What you will do »
[A] Name each probability expression that the passage on nuclear model calibration explains after Equation (12), as the passage describes it.
[B] Rewrite the passage on nuclear model calibration starting with "It is difficult" and going on through "to balance this.", substituting "overfitting" for every occurrence of "over-fitting".

-------- Page --------

It is difficult to judge the degree of over-fitting to finite nuclei in NNLO_sat. It was noted during calibration that this interaction fails to reproduce experimental nucleon-nucleon scattering cross sections for scattering momenta larger than ~m_π. Enforcing a good reproduction of all scattering data up to e.g., the pion-production threshold most likely corresponds to over-fitting in the A = 2 sector. It is the role of the model discrepancy term, with appropriate priors, to balance this.

One clearly gains predictive power regarding saturation properties by including additional medium-mass data during the calibration stage. This was also observed in a lattice EFT analysis of the nuclear binding mechanism [108]. The related topic of possibly emergent nuclear phenomena like saturation, binding, and deformation of atomic nuclei is discussed further in reference [109]. Although the inclusion of a model discrepancy term while calibrating to heavier-mass data will be important, it does not solve the underlying problem of having a systematically uncertain model. It was noted in references [110–112] that the explicit inclusion of the Δ isobar in the chiral description of the nuclear interaction dramatically improves the description of nuclei while also reproducing nucleon-nucleon scattering data. A possibly fruitful way forward is to employ improved models, i.e., with explicit inclusion of the Δ isobar, that are calibrated using also data from selected heavy-mass nuclei, while systematically accounting for model discrepancies. Furthermore, it will be interesting to se how much additional information is contained in three-nucleon scattering data [91, 92, 113].

4. Bayesian Inference

The previous section introduced the concept of model calibration and the fundamental expression in Equation (5) that relates a model with measured data. In this section I will outline the Bayesian strategy for learning about the model parameters and some existing estimates of the discrepancy term. The overarching goal is still to calibrate an ab initio model $M(\overrightarrow{\alpha },\overrightarrow{x})$, and reliably predict properties of atomic nuclei. However, instead of finding a single point ${\overrightarrow{\alpha }}_{\star }$ in parameter space that maximizes the likelihood for the data, we can use Bayes' theorem to relate the data likelihood to a pdf for the model parameters themselves

$\begin{array}{ll}P(\overrightarrow{\alpha }|D,M,I)=\frac{P(D|\overrightarrow{\alpha },M,I)P(\overrightarrow{\alpha }|M,I)}{P(D|M,I)},& (12)\end{array}$

where $P(\overrightarrow{\alpha }|M,I)$ denotes the prior pdf for the parameters, $P(D|\overrightarrow{\alpha },M,I)$ denotes the likelihood of the data, the denominator P(D|M, I) denotes the marginal likelihood of the data, and $P(\overrightarrow{\alpha }|D,M,I)$ denotes the sought-after posterior pdf of the model parameters. The additional I represents any other information at hand.

-------- Stored data --------

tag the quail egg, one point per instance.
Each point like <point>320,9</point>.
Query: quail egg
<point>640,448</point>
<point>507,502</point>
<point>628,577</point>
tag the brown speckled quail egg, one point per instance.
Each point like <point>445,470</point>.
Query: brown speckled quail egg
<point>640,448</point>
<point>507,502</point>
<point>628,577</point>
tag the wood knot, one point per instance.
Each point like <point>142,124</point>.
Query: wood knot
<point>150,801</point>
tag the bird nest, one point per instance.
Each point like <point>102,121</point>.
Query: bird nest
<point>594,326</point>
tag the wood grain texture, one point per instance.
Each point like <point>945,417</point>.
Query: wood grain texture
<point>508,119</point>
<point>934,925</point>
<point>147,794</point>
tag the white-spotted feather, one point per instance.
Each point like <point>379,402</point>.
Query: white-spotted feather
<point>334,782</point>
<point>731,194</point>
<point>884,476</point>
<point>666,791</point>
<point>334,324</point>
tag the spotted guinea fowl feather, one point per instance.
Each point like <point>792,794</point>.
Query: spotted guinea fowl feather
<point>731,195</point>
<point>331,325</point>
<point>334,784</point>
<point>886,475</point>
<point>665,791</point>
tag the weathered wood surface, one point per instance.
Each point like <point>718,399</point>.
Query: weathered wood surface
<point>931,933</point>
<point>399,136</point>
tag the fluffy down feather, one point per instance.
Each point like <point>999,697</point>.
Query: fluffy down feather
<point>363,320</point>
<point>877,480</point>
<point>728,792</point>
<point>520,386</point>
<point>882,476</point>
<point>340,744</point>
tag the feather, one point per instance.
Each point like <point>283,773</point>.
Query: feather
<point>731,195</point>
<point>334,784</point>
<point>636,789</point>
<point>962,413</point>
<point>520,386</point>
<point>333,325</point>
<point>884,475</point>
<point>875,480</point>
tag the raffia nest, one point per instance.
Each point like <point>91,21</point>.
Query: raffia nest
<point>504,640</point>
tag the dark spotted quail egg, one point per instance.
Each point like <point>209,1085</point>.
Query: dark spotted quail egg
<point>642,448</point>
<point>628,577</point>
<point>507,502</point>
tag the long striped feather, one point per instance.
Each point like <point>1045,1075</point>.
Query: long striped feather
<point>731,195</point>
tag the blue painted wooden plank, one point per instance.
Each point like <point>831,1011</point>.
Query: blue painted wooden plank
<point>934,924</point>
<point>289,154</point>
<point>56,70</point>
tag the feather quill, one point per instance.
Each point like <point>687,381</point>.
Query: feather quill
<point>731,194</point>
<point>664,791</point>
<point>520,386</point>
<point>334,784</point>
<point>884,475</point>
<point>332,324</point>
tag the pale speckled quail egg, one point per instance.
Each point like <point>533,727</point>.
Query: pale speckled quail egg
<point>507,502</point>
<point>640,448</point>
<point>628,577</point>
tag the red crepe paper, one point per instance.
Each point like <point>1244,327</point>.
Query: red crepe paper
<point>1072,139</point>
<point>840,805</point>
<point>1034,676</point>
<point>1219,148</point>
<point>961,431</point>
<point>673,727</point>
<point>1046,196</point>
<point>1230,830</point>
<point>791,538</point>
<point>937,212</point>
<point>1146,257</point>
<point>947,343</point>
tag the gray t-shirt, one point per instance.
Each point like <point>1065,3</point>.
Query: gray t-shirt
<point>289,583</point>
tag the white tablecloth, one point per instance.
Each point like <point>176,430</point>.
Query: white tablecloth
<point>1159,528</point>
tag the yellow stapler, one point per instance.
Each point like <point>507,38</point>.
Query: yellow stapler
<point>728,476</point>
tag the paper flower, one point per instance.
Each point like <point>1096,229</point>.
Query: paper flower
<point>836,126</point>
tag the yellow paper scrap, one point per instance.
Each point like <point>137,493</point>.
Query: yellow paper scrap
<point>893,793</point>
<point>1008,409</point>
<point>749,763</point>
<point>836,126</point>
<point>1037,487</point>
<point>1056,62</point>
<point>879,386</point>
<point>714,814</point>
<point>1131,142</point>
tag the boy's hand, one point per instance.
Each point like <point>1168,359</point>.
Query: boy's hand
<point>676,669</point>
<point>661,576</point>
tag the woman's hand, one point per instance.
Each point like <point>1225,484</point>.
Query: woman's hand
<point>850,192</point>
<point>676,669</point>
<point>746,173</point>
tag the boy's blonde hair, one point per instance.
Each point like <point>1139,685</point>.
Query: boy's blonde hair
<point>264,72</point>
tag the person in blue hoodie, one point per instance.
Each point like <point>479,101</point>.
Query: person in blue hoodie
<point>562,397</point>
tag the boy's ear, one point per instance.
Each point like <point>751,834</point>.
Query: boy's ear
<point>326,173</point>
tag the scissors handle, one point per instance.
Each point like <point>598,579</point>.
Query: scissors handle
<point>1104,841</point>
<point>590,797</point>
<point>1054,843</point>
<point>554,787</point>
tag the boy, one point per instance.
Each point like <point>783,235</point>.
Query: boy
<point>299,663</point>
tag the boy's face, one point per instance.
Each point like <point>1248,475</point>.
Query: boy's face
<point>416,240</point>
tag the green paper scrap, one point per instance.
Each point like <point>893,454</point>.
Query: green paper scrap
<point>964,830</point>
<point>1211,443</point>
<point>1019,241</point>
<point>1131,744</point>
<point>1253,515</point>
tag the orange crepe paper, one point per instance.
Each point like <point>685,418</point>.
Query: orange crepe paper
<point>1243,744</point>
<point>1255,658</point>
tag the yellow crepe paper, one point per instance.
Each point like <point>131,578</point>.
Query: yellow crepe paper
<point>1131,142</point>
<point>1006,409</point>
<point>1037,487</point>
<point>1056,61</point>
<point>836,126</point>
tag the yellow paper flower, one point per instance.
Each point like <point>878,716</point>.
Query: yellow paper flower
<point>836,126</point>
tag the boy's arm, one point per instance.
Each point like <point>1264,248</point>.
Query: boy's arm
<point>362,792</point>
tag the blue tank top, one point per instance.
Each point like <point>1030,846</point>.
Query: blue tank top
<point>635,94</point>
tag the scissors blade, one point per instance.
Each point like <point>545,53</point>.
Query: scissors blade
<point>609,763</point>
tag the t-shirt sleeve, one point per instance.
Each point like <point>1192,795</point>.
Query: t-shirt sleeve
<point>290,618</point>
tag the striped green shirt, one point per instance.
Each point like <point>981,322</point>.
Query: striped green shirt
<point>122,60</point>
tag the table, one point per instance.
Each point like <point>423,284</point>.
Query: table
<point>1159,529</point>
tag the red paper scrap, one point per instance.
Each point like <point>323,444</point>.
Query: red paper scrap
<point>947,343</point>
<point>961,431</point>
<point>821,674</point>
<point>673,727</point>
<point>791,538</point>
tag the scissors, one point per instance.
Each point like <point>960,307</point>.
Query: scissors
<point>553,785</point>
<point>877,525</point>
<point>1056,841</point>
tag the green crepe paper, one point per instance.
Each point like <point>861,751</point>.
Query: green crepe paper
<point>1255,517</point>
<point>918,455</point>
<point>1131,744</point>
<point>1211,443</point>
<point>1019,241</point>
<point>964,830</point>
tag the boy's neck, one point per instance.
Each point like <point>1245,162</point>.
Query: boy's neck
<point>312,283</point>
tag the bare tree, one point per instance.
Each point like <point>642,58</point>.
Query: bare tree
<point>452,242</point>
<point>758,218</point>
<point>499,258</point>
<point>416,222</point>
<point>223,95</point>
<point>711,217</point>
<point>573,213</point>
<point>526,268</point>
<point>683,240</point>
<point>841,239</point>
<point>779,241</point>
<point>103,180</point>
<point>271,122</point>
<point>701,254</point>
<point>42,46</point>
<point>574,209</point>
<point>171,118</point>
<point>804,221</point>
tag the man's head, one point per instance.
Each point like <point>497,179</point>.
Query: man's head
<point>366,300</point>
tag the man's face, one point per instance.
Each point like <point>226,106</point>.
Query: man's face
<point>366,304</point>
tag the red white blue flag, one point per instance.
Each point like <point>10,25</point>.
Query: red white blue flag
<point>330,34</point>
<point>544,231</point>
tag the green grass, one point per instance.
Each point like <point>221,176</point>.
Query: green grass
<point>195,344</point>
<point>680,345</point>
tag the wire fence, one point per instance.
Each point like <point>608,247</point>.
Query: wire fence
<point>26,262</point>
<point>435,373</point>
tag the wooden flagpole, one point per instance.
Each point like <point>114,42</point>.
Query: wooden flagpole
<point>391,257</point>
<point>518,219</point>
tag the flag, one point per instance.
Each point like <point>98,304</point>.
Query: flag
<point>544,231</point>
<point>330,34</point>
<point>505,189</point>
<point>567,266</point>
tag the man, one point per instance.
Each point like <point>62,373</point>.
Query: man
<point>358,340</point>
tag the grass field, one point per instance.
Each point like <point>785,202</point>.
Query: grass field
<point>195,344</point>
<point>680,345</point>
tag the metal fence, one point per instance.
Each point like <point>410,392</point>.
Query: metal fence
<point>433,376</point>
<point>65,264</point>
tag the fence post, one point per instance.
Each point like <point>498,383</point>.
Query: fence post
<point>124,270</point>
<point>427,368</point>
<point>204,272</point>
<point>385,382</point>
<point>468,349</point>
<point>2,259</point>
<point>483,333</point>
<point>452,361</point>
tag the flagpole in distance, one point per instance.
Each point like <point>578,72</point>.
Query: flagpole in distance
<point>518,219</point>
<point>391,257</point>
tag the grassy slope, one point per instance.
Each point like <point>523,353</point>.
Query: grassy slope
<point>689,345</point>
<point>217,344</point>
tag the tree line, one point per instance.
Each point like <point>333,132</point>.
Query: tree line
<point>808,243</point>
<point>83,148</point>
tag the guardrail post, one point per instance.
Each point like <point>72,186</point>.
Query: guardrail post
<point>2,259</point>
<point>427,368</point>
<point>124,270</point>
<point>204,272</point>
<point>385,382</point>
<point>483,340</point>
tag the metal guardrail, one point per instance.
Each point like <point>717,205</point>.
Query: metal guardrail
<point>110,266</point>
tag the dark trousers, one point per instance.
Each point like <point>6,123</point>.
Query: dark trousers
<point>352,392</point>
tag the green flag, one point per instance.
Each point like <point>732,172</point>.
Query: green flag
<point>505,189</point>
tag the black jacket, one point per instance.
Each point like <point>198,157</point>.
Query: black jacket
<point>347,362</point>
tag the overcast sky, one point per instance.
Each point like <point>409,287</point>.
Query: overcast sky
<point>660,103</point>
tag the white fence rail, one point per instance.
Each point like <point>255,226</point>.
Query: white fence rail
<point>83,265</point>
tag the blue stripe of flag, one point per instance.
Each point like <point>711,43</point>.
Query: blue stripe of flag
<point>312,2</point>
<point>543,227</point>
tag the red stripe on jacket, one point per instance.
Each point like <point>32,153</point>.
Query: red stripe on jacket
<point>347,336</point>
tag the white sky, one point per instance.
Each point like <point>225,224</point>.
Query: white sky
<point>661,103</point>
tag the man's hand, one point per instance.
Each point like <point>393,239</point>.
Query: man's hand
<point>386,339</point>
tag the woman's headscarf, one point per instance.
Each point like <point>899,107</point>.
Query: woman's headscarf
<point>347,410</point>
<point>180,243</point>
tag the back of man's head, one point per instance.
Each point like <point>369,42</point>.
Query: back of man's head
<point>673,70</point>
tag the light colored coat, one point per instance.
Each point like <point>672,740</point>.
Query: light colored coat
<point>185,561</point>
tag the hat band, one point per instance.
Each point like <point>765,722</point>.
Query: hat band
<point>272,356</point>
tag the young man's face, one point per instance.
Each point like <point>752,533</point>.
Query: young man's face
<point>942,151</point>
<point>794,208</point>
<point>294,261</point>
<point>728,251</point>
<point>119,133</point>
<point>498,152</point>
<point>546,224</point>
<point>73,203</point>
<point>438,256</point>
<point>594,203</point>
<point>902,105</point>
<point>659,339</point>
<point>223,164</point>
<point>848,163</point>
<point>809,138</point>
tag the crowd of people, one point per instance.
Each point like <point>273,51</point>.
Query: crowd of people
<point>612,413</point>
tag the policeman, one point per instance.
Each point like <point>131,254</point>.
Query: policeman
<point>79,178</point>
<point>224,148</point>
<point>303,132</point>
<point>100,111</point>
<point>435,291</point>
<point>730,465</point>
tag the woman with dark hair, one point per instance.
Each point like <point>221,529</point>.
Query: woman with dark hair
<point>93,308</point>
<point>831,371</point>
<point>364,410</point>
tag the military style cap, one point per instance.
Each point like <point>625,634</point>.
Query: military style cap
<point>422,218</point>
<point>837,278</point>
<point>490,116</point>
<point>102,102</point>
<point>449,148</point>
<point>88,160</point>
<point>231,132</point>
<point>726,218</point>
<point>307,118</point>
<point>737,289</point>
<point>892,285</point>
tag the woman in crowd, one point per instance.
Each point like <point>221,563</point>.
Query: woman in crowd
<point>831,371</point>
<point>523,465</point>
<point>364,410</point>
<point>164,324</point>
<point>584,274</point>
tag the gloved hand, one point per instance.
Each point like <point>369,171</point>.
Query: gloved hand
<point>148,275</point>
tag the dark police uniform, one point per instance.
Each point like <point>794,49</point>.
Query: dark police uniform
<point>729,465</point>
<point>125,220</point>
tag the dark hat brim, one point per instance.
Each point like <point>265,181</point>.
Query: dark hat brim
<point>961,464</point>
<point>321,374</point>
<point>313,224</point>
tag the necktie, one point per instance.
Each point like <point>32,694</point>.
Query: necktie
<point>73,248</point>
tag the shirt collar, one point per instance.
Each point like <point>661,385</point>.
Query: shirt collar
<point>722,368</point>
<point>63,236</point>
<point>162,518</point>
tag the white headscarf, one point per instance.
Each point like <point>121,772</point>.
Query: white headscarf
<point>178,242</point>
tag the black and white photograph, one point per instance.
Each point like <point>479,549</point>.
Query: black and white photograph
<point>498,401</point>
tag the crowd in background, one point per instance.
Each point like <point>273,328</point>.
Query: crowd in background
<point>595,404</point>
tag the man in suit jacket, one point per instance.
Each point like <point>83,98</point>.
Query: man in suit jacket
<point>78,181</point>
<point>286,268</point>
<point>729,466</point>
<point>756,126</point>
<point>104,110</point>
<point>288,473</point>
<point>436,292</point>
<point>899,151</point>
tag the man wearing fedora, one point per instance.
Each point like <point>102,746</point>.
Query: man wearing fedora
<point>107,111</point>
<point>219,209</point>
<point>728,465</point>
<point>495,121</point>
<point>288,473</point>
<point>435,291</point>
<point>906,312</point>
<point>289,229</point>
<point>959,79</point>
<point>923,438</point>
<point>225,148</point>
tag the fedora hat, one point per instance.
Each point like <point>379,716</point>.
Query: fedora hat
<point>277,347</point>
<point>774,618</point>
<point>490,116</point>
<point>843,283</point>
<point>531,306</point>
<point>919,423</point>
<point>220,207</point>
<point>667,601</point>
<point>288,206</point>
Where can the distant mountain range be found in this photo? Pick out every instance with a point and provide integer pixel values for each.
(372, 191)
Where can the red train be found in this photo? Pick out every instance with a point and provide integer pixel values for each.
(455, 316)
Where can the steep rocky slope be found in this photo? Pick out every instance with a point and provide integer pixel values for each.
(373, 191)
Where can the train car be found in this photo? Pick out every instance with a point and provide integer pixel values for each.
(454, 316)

--------

Complete answers »
[A]
- The prior pdf for the parameters
- The likelihood of the data
- The marginal likelihood of the data
- The posterior pdf of the model parameters

[B]
It is difficult to judge the degree of overfitting to finite nuclei in NNLO_sat. It was noted during calibration that this interaction fails to reproduce experimental nucleon-nucleon scattering cross sections for scattering momenta larger than ~m_π. Enforcing a good reproduction of all scattering data up to e.g., the pion-production threshold most likely corresponds to overfitting in the A = 2 sector. It is the role of the model discrepancy term, with appropriate priors, to balance this.